Research for Food Active discussed the “impact of a duty on sugar sweetened beverages (SSBs) for Local Authorities in the North West of England”. It found that a 20% duty would reduce obesity adult obesity prevalence in the North West by 1.5% and a reduction in healthcare costs in the region by around £3.9m per annum.
What would the impact be on low income groups?
Diet-related ill health disproportionately affects lower income groups, so any moves to tackle health inequalities should be welcomed. Some of the highest consumers of sugary drinks are also the most price conscious, and thus most likely to switch to cheaper, less sugary alternatives. The studies suggest that people who swap to lower or no sugar alternatives, don’t tend to add on the extra sugar and calories elsewhere in their diets either.[i] A higher price may also deter some shops from stocking sugary drinks in the first place, as has been the case with ‘dollar stores’ in Berkeley, California, since that city’s soda tax was introduced. Despite fears to the contrary, the regressive nature of any duty is likely to be extremely minimal. Modelling of how a sugary drinks duty might be implemented in Ireland suggests an impact of 67-82 cents per household per week.[ii] In addition, the expenditure of the Children's Health Fund could be aimed more at particular demographics and areas to also ensure that this was a progressive measure, benefiting families in poverty and on low incomes.
Can’t VAT be adjusted to account for content ingredients?

•••••

### Task to complete
Rewrite the sugary drinks duty passage from "Research for Food" up to and including "around £3.9m per annum.", renaming "North West" as "South West" throughout. The records are material separate from the sugary drinks duty passage.

### Records
•••••

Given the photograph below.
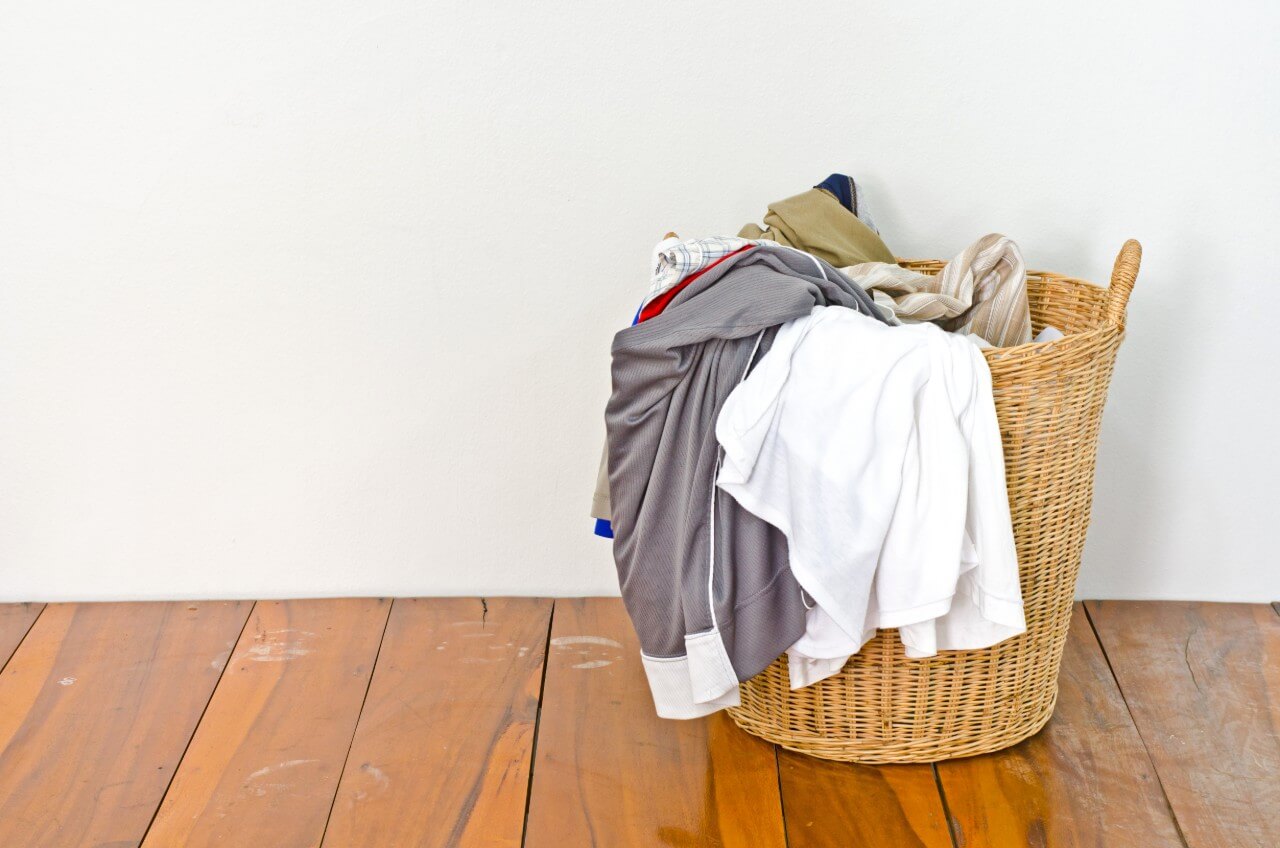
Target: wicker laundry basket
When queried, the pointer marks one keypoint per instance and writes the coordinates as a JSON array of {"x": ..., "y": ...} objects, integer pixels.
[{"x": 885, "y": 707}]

•••••

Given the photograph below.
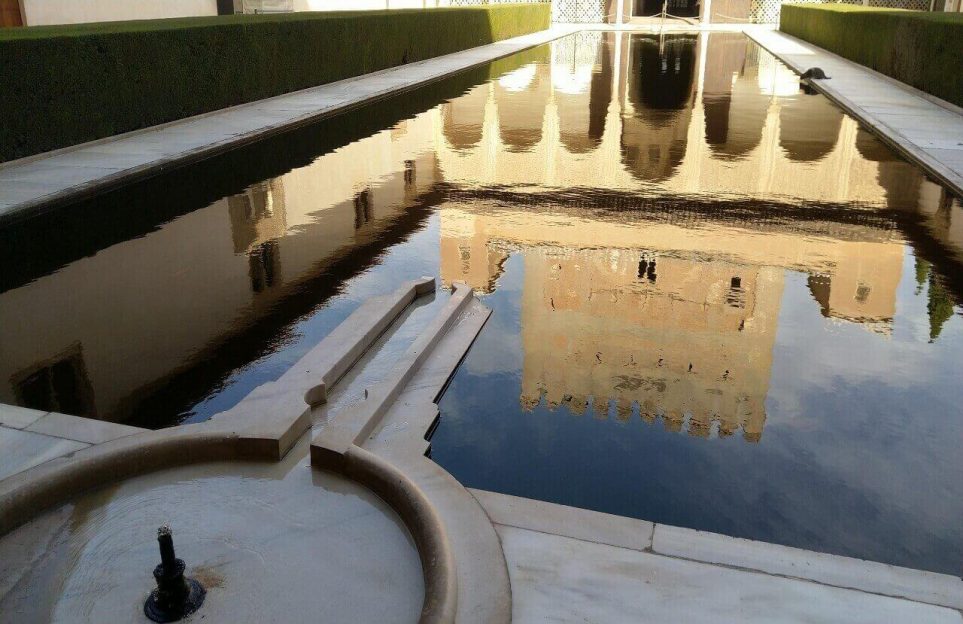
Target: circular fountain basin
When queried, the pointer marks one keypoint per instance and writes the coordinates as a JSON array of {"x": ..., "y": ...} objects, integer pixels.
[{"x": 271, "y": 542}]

•••••

### The response
Research for Food Active discussed the “impact of a duty on sugar sweetened beverages (SSBs) for Local Authorities in the South West of England”. It found that a 20% duty would reduce obesity adult obesity prevalence in the South West by 1.5% and a reduction in healthcare costs in the region by around £3.9m per annum.